== TEXT PASSAGE ==

--------

Bootstrapping Audio Embeddings from Multimodal LLMs

Google recently released Gemini Embedding 2, their first natively multimodal embedding model. Text, images, video, audio, documents, all mapped into a single 3072-dimensional vector space. This is part of a broader trend toward omni embedding models: unified models that handle all modalities in one architecture, from jina-embeddings-v4 to Omni-Embed-Nemotron to Omni-5.

Han Xiao presenting at EMNLP 2025 BoF session — At last year's EMNLP BoF session, I presented omni models as one of the key directions for dense retrieval in 2026.

What caught our eye was audio. Most people hear "multimodal embedding" and think images, maybe video. Audio is the forgotten modality: harder to collect, harder to label, and fewer people working on it. At Jina AI we had explored exactly this problem, building small (<1.2B parameter) audio embedding models as part of our work toward omni embeddings. Gemini Embedding 2's release is a good moment to share what we learned along the way.

--------

== DATA EXCERPTS ==
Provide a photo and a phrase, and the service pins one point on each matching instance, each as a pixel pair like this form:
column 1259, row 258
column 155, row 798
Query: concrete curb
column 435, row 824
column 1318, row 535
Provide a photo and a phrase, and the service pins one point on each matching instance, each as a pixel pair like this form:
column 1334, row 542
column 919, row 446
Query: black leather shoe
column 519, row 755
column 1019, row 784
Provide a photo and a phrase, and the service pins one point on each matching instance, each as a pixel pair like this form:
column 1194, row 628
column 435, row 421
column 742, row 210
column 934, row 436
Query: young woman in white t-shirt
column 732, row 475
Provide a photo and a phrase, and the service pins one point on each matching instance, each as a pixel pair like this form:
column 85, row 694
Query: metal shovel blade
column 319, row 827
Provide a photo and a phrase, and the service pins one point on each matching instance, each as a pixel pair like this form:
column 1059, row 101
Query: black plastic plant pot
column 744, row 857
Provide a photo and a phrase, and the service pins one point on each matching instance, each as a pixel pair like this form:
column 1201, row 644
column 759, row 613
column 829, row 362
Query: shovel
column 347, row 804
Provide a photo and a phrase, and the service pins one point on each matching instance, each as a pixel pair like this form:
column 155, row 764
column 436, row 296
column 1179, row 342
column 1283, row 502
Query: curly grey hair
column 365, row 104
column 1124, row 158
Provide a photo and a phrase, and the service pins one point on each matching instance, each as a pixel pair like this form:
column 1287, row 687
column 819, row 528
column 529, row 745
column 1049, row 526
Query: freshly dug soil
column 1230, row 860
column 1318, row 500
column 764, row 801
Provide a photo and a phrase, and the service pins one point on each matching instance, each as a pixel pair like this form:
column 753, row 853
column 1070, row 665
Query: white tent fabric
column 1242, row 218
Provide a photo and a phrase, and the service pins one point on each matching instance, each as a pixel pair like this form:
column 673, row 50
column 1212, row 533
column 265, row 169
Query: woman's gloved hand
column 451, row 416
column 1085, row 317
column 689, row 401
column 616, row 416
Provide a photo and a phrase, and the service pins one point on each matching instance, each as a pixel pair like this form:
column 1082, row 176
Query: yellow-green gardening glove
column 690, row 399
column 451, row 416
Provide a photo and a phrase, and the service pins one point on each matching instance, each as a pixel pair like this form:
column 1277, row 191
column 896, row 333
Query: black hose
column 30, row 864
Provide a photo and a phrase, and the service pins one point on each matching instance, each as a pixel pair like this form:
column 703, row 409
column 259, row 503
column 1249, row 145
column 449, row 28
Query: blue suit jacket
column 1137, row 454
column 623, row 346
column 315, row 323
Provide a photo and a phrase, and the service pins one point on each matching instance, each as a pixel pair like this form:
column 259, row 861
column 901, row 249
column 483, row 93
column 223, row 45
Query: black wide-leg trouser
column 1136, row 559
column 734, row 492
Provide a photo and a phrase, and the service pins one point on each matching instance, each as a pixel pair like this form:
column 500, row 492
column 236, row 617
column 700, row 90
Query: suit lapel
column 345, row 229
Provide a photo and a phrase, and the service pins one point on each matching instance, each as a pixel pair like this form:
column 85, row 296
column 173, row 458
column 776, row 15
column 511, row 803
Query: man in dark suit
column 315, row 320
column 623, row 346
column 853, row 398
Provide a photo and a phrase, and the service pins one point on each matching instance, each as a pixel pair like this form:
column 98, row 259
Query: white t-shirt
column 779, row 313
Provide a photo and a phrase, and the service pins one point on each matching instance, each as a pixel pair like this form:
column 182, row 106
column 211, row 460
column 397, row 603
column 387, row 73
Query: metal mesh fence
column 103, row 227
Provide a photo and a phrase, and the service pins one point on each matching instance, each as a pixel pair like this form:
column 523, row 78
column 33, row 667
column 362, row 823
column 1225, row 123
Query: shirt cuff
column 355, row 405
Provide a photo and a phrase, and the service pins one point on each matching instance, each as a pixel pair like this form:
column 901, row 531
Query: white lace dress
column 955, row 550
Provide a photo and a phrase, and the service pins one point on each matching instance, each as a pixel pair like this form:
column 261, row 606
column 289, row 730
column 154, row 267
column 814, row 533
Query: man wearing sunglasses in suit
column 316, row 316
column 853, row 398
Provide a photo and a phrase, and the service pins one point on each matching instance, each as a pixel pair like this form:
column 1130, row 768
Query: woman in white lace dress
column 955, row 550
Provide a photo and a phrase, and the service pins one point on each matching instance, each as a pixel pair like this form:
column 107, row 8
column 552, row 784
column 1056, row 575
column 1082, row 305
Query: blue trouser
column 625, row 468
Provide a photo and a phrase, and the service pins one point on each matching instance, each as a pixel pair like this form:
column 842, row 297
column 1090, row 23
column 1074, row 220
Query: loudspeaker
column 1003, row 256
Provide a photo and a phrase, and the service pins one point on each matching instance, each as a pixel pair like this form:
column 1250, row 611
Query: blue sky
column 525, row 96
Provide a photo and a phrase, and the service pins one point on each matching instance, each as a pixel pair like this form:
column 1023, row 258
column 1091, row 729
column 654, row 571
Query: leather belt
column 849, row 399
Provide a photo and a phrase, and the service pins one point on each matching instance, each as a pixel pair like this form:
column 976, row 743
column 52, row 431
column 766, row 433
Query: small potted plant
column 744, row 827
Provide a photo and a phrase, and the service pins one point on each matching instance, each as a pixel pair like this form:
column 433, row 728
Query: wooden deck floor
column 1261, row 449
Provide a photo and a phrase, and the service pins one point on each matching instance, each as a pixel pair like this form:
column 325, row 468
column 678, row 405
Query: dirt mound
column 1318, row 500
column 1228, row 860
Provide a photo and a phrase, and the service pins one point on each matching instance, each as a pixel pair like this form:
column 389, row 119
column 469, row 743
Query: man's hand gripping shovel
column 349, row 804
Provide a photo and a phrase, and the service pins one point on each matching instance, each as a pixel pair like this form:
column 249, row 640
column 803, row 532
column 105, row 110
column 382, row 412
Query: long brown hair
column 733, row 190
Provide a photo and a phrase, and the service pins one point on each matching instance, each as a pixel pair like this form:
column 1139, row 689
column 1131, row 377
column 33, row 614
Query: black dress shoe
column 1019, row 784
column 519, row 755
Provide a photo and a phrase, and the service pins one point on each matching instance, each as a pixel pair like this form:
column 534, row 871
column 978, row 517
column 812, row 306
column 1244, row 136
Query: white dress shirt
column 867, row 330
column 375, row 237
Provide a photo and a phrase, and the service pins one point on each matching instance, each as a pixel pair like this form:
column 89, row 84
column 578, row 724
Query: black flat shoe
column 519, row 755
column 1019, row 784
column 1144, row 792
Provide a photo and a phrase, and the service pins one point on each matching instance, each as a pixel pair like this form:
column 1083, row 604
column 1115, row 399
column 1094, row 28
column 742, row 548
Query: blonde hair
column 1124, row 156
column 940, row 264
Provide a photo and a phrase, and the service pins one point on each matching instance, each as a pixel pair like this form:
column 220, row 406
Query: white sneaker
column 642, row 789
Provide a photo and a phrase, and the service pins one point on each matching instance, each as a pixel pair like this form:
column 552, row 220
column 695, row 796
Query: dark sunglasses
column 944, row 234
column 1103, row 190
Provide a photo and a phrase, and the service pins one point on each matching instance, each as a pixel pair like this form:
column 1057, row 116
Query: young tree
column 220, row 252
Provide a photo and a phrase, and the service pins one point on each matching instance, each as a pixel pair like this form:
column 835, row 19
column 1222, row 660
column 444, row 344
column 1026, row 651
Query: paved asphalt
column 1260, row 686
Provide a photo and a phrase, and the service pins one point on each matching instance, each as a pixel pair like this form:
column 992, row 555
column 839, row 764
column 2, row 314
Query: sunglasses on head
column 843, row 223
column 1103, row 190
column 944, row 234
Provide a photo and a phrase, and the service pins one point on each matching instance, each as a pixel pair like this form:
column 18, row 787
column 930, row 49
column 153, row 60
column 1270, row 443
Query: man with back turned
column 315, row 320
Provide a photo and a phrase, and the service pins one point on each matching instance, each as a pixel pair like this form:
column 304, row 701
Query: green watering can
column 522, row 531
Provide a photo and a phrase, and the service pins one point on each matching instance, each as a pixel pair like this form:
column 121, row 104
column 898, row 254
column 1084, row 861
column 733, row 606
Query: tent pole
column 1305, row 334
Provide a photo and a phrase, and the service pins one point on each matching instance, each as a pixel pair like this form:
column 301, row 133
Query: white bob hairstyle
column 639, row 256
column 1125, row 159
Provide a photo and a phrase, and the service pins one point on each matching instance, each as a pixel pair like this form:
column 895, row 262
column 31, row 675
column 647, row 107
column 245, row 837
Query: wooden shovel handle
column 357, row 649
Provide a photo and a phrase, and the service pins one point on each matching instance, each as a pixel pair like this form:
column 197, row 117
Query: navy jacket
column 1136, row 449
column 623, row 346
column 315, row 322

--------

== EXERCISE OBJECTIVE ==
Answer these questions from the text on audio embeddings.
1. How many dimensions does the single vector space of Gemini Embedding 2 have?
2. At which conference's BoF session did Han Xiao present omni models as a key direction for dense retrieval?
3. What size limit, in parameters, applied to the audio embedding models built at Jina AI?
Rely only on the text on audio embeddings, not on the data.

== TASK SOLUTION ==
1. 3072
2. EMNLP 2025
3. Less than 1.2B parameters